══ Input rows ══

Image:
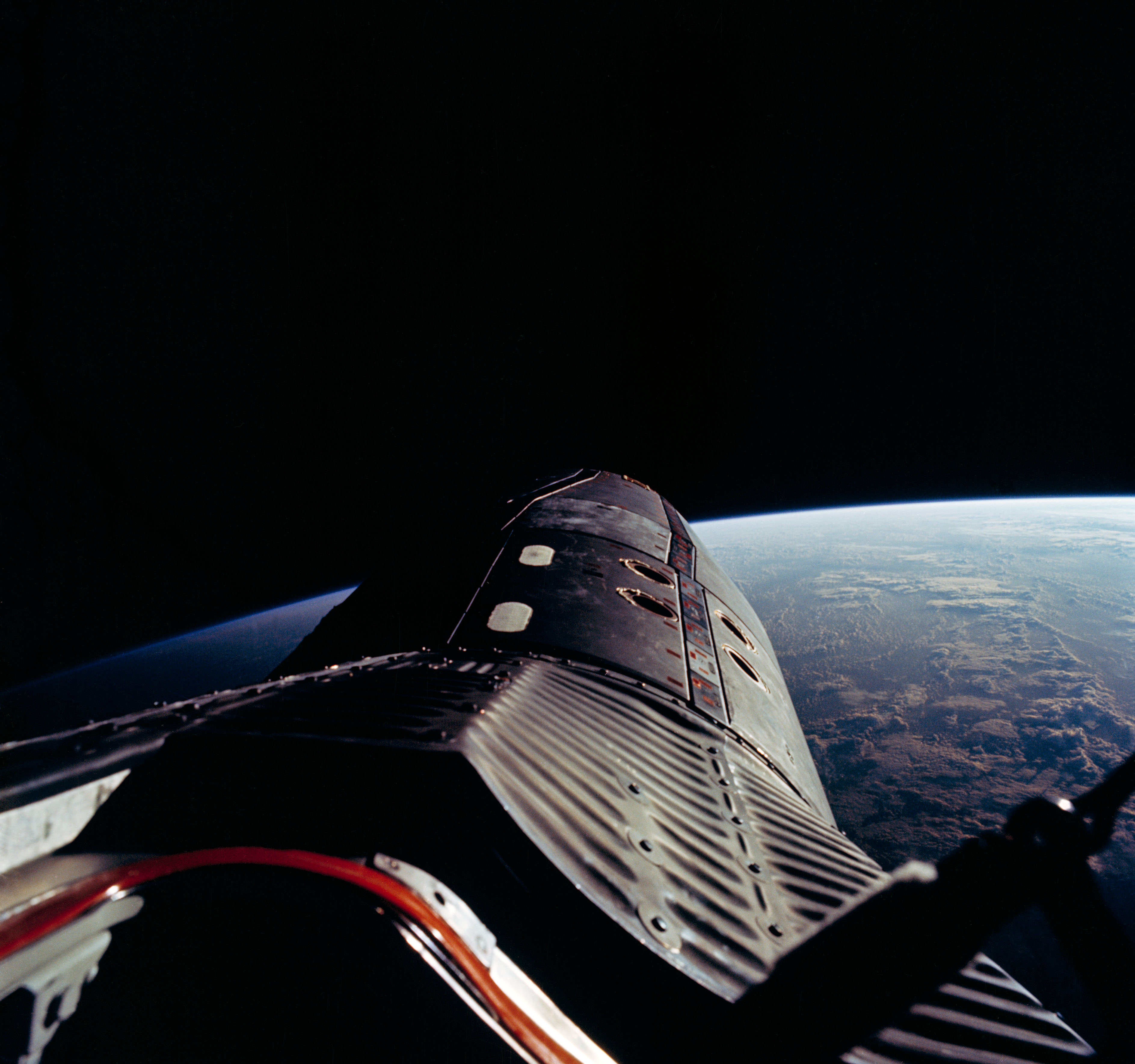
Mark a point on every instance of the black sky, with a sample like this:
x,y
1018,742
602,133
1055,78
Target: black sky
x,y
290,285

═══

### Problem statement
Reproduce all of the data exactly, omitting each picture it holds.

### Result for this exercise
Image:
Mark a point on every instance of the black sky, with a sample like this:
x,y
1018,742
602,133
1055,78
Target: black sky
x,y
290,285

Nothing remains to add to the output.